= ÉNONCÉ A =
Mettez à jour les entrées, depuis leur début jusqu'à la ligne contenant « 109), (208, 111)] » incluse, en remplaçant « group of people » par « crowd » et sans rien modifier d'autre.

= EXTRAIT =
Mots-clés : Innovation – temporalité – stratégie – organisation – ambidextrie – processus – paradoxe
 

Les questions temporelles sont omniprésentes dans le management de l’innovation et rythment la vie des organisations (Bluedorn & Denhardt, 1988). La littérature académique montre l’intérêt d’explorer l’articulation entre la temporalité et l’innovation, en examinant, par exemple, les tensions temporelles (Simon & Tellier, 2016) dans les organisations adoptant l’innovation ambidextre (Tushman & O’Reilly, 1996; Smith & Tushman, 2005), l’impact de  la perception temporelle des individus sur leur leadership en termes de créativité et d’innovation (Halbesleben et al., 2003), la relation entre la structure temporelle et le dynamisme de l’équipe créative (Bakker et al., 2013), l’allocation des ressources temporelles dans l’innovation et l’entrepreneuriat (Sirén et al., 2020) ou encore les effets négatifs de pressions temporelles trop fortes et non maîtrisées qui conduisent à des effets « Reine rouge » (Delacour et Liarte, 2015) ou des processus de commoditisation (D’Aveni, 2010).

= ÉNONCÉ B =
Rédigez la suite de l'extrait sur la temporalité dans le management de l'innovation, à partir de sa dernière phrase.

Entrées d'étiquetage de formes
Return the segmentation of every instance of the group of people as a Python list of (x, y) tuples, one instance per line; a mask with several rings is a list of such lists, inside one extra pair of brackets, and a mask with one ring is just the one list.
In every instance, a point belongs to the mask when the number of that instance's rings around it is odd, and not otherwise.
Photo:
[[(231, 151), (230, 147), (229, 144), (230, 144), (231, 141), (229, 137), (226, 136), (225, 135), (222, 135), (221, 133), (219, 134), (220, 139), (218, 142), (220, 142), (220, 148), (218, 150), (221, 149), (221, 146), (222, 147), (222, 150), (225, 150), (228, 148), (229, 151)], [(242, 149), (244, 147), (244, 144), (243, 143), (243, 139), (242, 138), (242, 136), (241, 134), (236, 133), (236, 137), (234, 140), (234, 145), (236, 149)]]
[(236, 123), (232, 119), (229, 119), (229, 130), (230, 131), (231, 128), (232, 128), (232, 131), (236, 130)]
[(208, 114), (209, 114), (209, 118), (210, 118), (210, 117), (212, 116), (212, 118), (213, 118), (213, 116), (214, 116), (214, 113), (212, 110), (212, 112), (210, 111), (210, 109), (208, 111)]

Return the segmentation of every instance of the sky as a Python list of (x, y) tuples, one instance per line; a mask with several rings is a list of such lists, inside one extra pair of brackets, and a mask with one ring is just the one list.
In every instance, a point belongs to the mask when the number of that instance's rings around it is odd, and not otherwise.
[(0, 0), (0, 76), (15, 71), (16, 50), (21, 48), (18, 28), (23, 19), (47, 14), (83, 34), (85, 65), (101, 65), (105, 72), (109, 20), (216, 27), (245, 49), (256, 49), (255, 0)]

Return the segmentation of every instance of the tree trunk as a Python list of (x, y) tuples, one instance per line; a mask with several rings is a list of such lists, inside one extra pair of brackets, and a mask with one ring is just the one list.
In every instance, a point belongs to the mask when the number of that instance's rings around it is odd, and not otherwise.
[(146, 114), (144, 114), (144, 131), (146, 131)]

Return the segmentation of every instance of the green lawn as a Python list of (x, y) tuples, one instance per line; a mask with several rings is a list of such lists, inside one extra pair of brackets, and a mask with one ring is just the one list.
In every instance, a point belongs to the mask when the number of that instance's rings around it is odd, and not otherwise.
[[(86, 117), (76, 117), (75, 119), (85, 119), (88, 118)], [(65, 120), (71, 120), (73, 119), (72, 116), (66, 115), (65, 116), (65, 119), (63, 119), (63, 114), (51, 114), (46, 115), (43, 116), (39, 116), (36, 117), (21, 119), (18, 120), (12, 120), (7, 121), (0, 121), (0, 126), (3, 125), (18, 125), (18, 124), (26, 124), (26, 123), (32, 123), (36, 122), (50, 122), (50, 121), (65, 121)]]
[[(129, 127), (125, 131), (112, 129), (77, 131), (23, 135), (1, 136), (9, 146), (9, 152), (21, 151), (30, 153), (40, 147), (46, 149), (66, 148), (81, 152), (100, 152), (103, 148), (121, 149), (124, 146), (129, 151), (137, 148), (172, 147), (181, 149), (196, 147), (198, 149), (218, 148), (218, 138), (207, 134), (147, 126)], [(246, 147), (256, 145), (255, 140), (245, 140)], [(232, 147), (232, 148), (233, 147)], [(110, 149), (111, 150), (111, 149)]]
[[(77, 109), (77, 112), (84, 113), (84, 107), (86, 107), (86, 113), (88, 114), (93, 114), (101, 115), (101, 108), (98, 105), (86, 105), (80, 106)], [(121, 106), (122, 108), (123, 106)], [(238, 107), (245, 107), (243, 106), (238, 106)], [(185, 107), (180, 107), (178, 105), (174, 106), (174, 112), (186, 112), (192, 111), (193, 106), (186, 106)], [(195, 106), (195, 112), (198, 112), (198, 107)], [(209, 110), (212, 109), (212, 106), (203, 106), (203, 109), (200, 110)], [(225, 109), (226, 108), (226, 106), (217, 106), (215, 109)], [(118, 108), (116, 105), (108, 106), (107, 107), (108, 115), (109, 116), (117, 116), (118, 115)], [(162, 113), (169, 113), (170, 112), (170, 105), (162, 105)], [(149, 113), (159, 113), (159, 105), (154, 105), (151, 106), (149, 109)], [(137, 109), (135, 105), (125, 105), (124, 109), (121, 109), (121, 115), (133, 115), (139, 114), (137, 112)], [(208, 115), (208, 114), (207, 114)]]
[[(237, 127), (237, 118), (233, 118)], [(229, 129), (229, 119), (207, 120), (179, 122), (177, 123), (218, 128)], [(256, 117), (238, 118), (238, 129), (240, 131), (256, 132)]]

= RÉPONSE A =
Return the segmentation of every instance of the crowd as a Python list of (x, y) tuples, one instance per line; a mask with several rings is a list of such lists, inside one extra pair of brackets, and a mask with one ring is just the one list.
In every instance, a point belongs to the mask when the number of that instance's rings around it is odd, and not otherwise.
Photo:
[[(231, 151), (230, 147), (229, 144), (230, 144), (231, 141), (229, 137), (226, 136), (225, 135), (222, 135), (221, 133), (219, 134), (220, 139), (218, 142), (220, 142), (220, 148), (218, 150), (221, 149), (221, 146), (222, 147), (222, 150), (225, 150), (228, 148), (229, 151)], [(242, 149), (244, 147), (244, 144), (243, 143), (243, 139), (242, 138), (242, 136), (241, 134), (236, 133), (236, 137), (234, 140), (234, 145), (236, 149)]]
[(236, 123), (232, 119), (229, 119), (229, 130), (230, 131), (231, 128), (232, 128), (232, 131), (236, 130)]
[(208, 114), (209, 114), (209, 118), (210, 118), (210, 117), (212, 116), (212, 118), (213, 118), (213, 116), (214, 116), (214, 113), (212, 110), (212, 112), (210, 111), (210, 109), (208, 111)]

= RÉPONSE B =
Pour élargir et prolonger ces pistes existantes, cette STAIMS, inscrite dans les activités du Groupe Thématique (GT) Innovation, cherche à fournir un espace d’échanges, ouvert aux différentes approches épistémologiques, méthodologiques, voire disciplinaires, sur l’articulation entre la temporalité et l’innovation dans les contextes organisationnels de toute nature : secteur privé, public ou associatif, etc. Elle accueille des études, empiriques ou conceptuelles portant sur les temporalités au niveau individuel, des équipes projet, organisations ou réseaux inter-organisationnels.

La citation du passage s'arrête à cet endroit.